◆ **Work to be completed**
Reproduce each line of the material below without any change, and leave the pictures out of your answer.

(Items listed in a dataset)

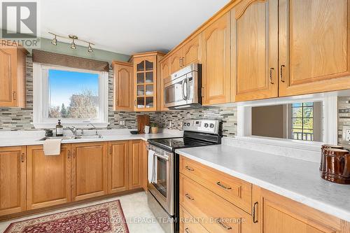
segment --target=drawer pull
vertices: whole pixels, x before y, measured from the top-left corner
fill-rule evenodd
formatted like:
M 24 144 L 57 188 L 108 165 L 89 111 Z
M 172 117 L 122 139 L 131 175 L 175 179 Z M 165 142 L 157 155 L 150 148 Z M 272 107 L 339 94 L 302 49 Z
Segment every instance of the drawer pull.
M 253 206 L 253 223 L 258 223 L 258 220 L 255 218 L 255 206 L 258 206 L 258 202 L 254 203 L 254 206 Z
M 218 225 L 220 225 L 221 227 L 225 228 L 225 230 L 229 230 L 232 229 L 232 227 L 228 227 L 226 225 L 225 225 L 220 218 L 216 218 L 216 223 L 218 223 Z
M 221 187 L 222 188 L 225 189 L 225 190 L 232 190 L 232 189 L 231 187 L 226 187 L 226 186 L 225 186 L 221 183 L 220 183 L 220 181 L 216 182 L 216 184 L 218 185 L 219 185 L 220 187 Z
M 192 169 L 192 167 L 188 167 L 188 166 L 185 167 L 185 168 L 186 168 L 186 169 L 188 169 L 188 171 L 195 171 L 195 169 Z
M 194 201 L 195 200 L 192 197 L 191 197 L 191 196 L 190 196 L 190 195 L 188 193 L 186 193 L 185 195 L 185 197 L 186 197 L 187 199 L 189 199 L 190 201 Z

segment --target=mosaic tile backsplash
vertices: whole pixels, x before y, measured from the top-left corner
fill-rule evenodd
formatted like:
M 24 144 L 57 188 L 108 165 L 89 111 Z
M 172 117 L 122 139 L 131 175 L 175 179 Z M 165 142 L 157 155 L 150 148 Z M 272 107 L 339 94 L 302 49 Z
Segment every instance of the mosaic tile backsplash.
M 0 108 L 0 131 L 35 130 L 33 122 L 33 63 L 31 55 L 27 57 L 27 103 L 25 108 Z M 113 111 L 113 73 L 108 73 L 108 129 L 137 127 L 136 116 L 144 114 L 137 112 L 119 112 Z M 162 128 L 181 129 L 182 121 L 189 118 L 207 118 L 223 120 L 223 134 L 234 136 L 237 134 L 237 108 L 235 107 L 209 108 L 188 111 L 151 112 L 151 122 L 155 122 Z M 119 125 L 120 120 L 125 125 Z M 171 123 L 170 123 L 171 122 Z

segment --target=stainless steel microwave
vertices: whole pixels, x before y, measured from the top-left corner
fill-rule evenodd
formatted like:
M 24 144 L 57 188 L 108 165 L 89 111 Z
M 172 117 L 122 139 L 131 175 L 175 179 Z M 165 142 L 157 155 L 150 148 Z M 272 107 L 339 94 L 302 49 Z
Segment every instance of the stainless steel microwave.
M 164 79 L 164 100 L 169 109 L 202 107 L 202 64 L 191 64 Z

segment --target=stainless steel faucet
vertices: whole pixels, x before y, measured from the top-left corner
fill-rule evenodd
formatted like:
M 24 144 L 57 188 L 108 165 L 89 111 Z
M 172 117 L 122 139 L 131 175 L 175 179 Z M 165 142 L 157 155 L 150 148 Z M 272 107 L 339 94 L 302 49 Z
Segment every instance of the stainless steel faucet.
M 97 128 L 96 128 L 96 127 L 94 127 L 94 125 L 92 125 L 92 124 L 91 124 L 91 123 L 88 124 L 88 126 L 89 126 L 89 125 L 91 125 L 92 127 L 94 127 L 94 130 L 95 130 L 96 135 L 99 135 L 99 133 L 98 133 L 98 132 L 97 132 Z
M 71 131 L 73 135 L 76 136 L 76 131 L 78 130 L 78 129 L 75 126 L 72 126 L 71 128 L 67 127 L 67 129 Z

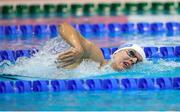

◆ **Exercise result**
segment --target=drawer pull
vertices: whole pixels, x before y, measured from the top-left corner
fill-rule evenodd
formatted like:
M 24 144 L 57 188 L 108 165 L 89 111 Z
M 172 117 L 122 139 L 131 175 L 175 179 Z M 165 142 L 157 155 L 150 148 Z M 272 107 L 339 94 L 302 49 Z
Segment every instance of the drawer pull.
M 253 206 L 253 223 L 258 223 L 258 220 L 255 218 L 255 206 L 258 206 L 258 202 L 254 203 L 254 206 Z
M 218 225 L 220 225 L 221 227 L 225 228 L 225 230 L 229 230 L 232 229 L 232 227 L 228 227 L 226 225 L 225 225 L 220 218 L 216 218 L 216 223 L 218 223 Z
M 221 187 L 222 188 L 225 189 L 225 190 L 232 190 L 232 189 L 231 187 L 226 187 L 226 186 L 225 186 L 221 183 L 220 183 L 220 181 L 216 182 L 216 184 L 218 185 L 219 185 L 220 187 Z
M 192 169 L 192 167 L 188 167 L 188 166 L 185 167 L 185 168 L 186 168 L 186 169 L 188 169 L 188 171 L 195 171 L 195 169 Z
M 194 201 L 195 200 L 192 197 L 191 197 L 191 196 L 190 196 L 190 195 L 188 193 L 186 193 L 185 195 L 185 197 L 186 197 L 187 199 L 189 199 L 190 201 Z

segment --target=mosaic tile backsplash
vertices: whole pixels, x before y, measured from the top-left corner
fill-rule evenodd
formatted like:
M 24 144 L 57 188 L 108 165 L 89 111 Z
M 172 117 L 122 139 L 131 175 L 175 179 Z M 165 142 L 157 155 L 150 148 Z M 272 107 L 339 94 L 302 49 Z
Segment every instance of the mosaic tile backsplash.
M 0 108 L 0 131 L 35 130 L 33 122 L 33 63 L 31 55 L 27 57 L 27 103 L 25 108 Z M 113 111 L 113 73 L 108 73 L 108 129 L 137 127 L 136 116 L 144 114 L 137 112 L 119 112 Z M 162 128 L 181 129 L 182 121 L 189 118 L 207 118 L 223 120 L 223 134 L 234 136 L 237 134 L 237 108 L 235 107 L 209 108 L 188 111 L 151 112 L 151 122 L 155 122 Z M 119 125 L 120 120 L 125 125 Z M 171 123 L 170 123 L 171 122 Z

segment --target=stainless steel microwave
vertices: whole pixels, x before y, measured from the top-left corner
fill-rule evenodd
formatted like:
M 24 144 L 57 188 L 108 165 L 89 111 Z
M 172 117 L 122 139 L 131 175 L 175 179 Z M 165 142 L 157 155 L 150 148 Z M 272 107 L 339 94 L 302 49 Z
Segment every instance of the stainless steel microwave.
M 164 79 L 164 100 L 169 109 L 202 107 L 202 64 L 191 64 Z

segment --target=stainless steel faucet
vertices: whole pixels, x before y, measured from the top-left corner
fill-rule evenodd
formatted like:
M 24 144 L 57 188 L 108 165 L 89 111 Z
M 172 117 L 122 139 L 131 175 L 175 179 Z M 165 142 L 157 155 L 150 148 Z M 272 107 L 339 94 L 302 49 Z
Segment every instance of the stainless steel faucet.
M 97 128 L 96 128 L 96 127 L 94 127 L 94 125 L 92 125 L 92 124 L 91 124 L 91 123 L 88 124 L 88 126 L 89 126 L 89 125 L 91 125 L 92 127 L 94 127 L 94 130 L 95 130 L 96 135 L 99 135 L 99 133 L 98 133 L 98 132 L 97 132 Z
M 71 131 L 73 135 L 76 136 L 76 131 L 78 130 L 78 129 L 75 126 L 72 126 L 71 128 L 67 127 L 67 129 Z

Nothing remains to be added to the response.